═════ SOURCE RECORDS

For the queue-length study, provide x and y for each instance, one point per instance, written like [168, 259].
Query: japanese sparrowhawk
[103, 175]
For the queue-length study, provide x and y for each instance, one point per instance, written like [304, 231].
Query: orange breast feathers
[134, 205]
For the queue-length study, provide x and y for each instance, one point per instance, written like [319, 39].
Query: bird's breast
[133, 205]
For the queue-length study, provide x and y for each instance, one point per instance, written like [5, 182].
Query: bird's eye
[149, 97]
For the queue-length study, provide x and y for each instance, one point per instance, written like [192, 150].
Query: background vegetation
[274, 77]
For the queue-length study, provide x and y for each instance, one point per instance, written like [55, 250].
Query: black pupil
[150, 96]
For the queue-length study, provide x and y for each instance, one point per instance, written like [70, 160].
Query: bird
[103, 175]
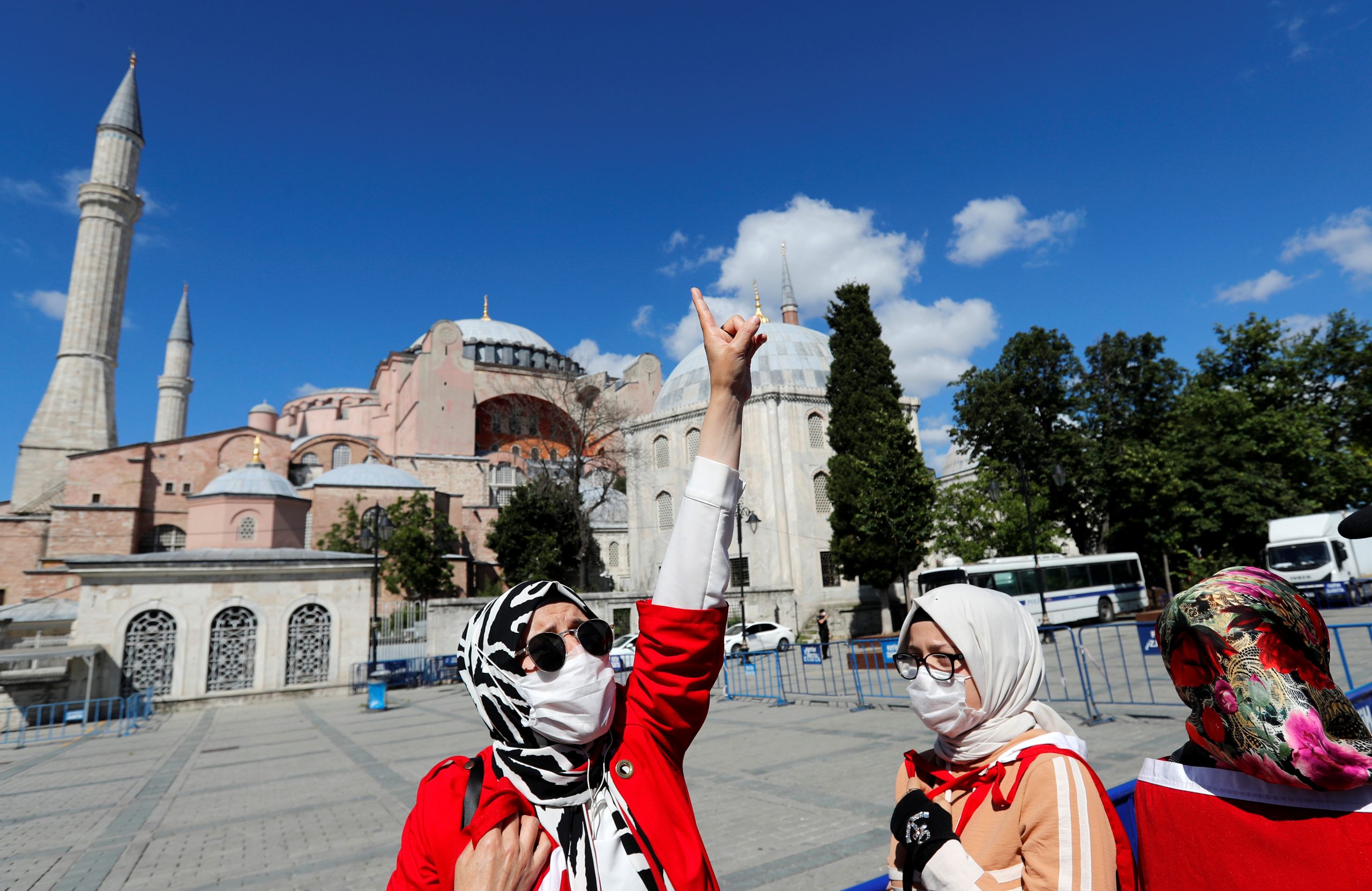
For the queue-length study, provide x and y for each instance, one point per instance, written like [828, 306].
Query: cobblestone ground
[312, 792]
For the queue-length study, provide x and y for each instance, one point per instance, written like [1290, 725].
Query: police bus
[1095, 586]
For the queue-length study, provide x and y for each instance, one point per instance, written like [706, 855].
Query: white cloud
[990, 227]
[1257, 290]
[589, 356]
[1346, 241]
[51, 304]
[932, 345]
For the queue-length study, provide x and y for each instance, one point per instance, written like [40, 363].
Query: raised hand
[729, 349]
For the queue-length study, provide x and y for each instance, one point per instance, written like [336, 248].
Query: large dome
[793, 359]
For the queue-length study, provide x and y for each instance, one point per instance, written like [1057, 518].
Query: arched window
[161, 539]
[817, 430]
[150, 651]
[308, 645]
[822, 493]
[232, 650]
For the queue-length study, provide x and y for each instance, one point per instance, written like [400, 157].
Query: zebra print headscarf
[557, 779]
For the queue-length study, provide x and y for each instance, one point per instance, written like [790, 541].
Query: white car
[760, 636]
[622, 652]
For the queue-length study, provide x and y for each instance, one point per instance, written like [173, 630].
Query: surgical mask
[943, 705]
[572, 705]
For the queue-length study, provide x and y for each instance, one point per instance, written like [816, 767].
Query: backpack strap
[472, 796]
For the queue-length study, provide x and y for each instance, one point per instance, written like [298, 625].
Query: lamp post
[752, 519]
[376, 528]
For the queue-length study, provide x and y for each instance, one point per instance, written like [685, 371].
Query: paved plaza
[312, 792]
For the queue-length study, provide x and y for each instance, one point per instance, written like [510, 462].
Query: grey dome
[253, 480]
[368, 477]
[793, 359]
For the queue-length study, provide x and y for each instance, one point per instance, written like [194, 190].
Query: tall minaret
[789, 311]
[77, 411]
[175, 383]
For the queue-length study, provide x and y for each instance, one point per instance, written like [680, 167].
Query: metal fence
[80, 717]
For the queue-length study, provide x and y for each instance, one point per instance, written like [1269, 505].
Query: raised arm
[695, 569]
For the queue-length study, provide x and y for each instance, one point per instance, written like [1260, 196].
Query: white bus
[1097, 586]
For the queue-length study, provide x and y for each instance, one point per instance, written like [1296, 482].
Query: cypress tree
[881, 492]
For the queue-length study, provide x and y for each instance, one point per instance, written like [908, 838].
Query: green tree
[415, 562]
[537, 534]
[881, 492]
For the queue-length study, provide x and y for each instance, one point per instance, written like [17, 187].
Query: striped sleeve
[1067, 839]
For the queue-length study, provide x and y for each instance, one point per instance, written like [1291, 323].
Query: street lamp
[376, 528]
[744, 515]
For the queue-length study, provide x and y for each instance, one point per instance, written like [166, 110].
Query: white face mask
[943, 705]
[575, 703]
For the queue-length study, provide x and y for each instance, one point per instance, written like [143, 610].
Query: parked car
[622, 652]
[760, 636]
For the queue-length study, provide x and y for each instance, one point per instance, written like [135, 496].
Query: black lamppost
[1060, 478]
[376, 528]
[752, 519]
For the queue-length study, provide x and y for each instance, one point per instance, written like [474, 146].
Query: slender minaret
[175, 383]
[77, 410]
[789, 311]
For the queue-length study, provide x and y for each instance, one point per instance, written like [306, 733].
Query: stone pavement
[312, 792]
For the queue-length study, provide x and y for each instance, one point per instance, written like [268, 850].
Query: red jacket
[677, 658]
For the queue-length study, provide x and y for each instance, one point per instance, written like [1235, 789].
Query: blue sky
[331, 179]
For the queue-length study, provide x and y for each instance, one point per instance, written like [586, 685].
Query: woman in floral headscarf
[1278, 761]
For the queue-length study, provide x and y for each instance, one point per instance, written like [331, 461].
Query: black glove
[922, 827]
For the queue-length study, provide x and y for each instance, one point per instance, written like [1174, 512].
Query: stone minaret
[175, 383]
[789, 311]
[77, 410]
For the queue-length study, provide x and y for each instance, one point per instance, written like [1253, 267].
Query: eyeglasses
[549, 652]
[940, 666]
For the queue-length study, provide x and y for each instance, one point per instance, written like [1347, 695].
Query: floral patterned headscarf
[1252, 659]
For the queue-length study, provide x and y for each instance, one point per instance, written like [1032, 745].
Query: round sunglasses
[549, 652]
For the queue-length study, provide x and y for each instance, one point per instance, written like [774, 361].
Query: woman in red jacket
[597, 764]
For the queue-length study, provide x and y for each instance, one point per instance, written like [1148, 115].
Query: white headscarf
[999, 642]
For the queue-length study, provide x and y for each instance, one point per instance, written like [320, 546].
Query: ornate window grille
[308, 645]
[150, 651]
[161, 539]
[822, 503]
[817, 432]
[665, 510]
[232, 650]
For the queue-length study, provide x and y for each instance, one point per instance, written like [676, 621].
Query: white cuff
[951, 870]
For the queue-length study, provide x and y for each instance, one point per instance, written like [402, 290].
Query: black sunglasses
[549, 652]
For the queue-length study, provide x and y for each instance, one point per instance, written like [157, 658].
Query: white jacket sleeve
[695, 570]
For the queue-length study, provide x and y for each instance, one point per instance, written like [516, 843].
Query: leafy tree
[881, 492]
[537, 537]
[413, 556]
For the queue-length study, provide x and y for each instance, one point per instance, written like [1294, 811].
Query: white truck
[1309, 552]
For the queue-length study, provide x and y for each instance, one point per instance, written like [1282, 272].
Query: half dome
[793, 359]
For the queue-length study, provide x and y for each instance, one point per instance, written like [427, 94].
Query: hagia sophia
[190, 562]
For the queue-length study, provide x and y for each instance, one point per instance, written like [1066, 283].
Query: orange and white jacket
[1053, 836]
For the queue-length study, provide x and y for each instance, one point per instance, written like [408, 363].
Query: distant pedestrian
[1278, 762]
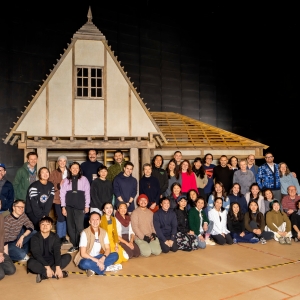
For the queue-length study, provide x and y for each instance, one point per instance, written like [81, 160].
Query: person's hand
[58, 272]
[64, 211]
[152, 206]
[20, 242]
[49, 272]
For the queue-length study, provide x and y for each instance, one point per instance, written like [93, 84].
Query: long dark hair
[175, 171]
[70, 173]
[259, 214]
[231, 215]
[198, 172]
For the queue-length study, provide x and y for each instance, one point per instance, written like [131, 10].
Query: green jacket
[21, 182]
[114, 170]
[194, 220]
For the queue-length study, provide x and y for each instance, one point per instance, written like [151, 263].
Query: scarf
[125, 222]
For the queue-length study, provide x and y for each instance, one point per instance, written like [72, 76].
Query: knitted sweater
[142, 222]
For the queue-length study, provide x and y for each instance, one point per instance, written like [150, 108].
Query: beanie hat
[142, 196]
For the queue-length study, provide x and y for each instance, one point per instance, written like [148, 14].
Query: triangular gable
[57, 111]
[181, 131]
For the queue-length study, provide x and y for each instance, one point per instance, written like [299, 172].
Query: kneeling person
[46, 261]
[165, 224]
[92, 240]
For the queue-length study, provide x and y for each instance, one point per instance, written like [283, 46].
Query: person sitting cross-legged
[46, 260]
[92, 240]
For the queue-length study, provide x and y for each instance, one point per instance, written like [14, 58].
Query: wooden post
[42, 159]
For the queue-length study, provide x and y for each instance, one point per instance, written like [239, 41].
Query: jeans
[16, 253]
[88, 264]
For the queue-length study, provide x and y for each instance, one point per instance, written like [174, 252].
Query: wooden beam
[84, 144]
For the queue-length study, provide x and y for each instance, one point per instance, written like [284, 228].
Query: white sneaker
[209, 242]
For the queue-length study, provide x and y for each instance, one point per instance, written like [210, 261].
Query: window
[89, 82]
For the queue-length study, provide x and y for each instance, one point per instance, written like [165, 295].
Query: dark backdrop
[230, 65]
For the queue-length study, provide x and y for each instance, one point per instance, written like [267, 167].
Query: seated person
[16, 237]
[236, 225]
[218, 215]
[279, 223]
[143, 228]
[46, 260]
[92, 240]
[199, 224]
[185, 237]
[165, 224]
[6, 265]
[125, 233]
[295, 220]
[288, 202]
[255, 222]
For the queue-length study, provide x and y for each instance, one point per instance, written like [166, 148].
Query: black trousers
[75, 220]
[36, 267]
[165, 248]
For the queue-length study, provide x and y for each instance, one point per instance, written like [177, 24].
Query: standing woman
[256, 195]
[160, 173]
[218, 215]
[219, 191]
[201, 177]
[185, 238]
[287, 179]
[236, 226]
[255, 223]
[108, 223]
[125, 233]
[173, 176]
[56, 177]
[175, 193]
[244, 177]
[188, 178]
[236, 196]
[39, 198]
[75, 203]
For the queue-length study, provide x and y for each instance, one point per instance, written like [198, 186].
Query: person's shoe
[24, 260]
[65, 274]
[40, 277]
[73, 249]
[263, 241]
[288, 241]
[209, 242]
[90, 273]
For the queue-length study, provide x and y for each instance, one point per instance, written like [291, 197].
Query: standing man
[223, 173]
[6, 265]
[25, 176]
[18, 231]
[178, 157]
[125, 187]
[165, 224]
[117, 167]
[46, 260]
[6, 193]
[268, 176]
[251, 164]
[90, 167]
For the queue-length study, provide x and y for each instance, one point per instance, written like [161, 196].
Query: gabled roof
[182, 131]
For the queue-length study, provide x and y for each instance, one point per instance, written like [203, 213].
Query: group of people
[181, 207]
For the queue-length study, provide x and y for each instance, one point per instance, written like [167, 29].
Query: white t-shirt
[97, 246]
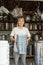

══════════

## WHAT IS BEING ASKED
In the listing above, find the line with "like [408, 363]." and the line with "like [93, 84].". Output both, plus every line between them, and no pictures.

## SOLVED EXERCISE
For the queue-length study, provide x and y for each instance, one point per instance, written like [408, 363].
Query: distant pedestrian
[1278, 762]
For the queue-length study, provide x and y for each instance, one point per instance, written like [81, 160].
Query: person's hand
[58, 272]
[64, 211]
[152, 206]
[20, 242]
[49, 272]
For the queue-length study, provide x and y for each instance, one point per instance, written like [93, 84].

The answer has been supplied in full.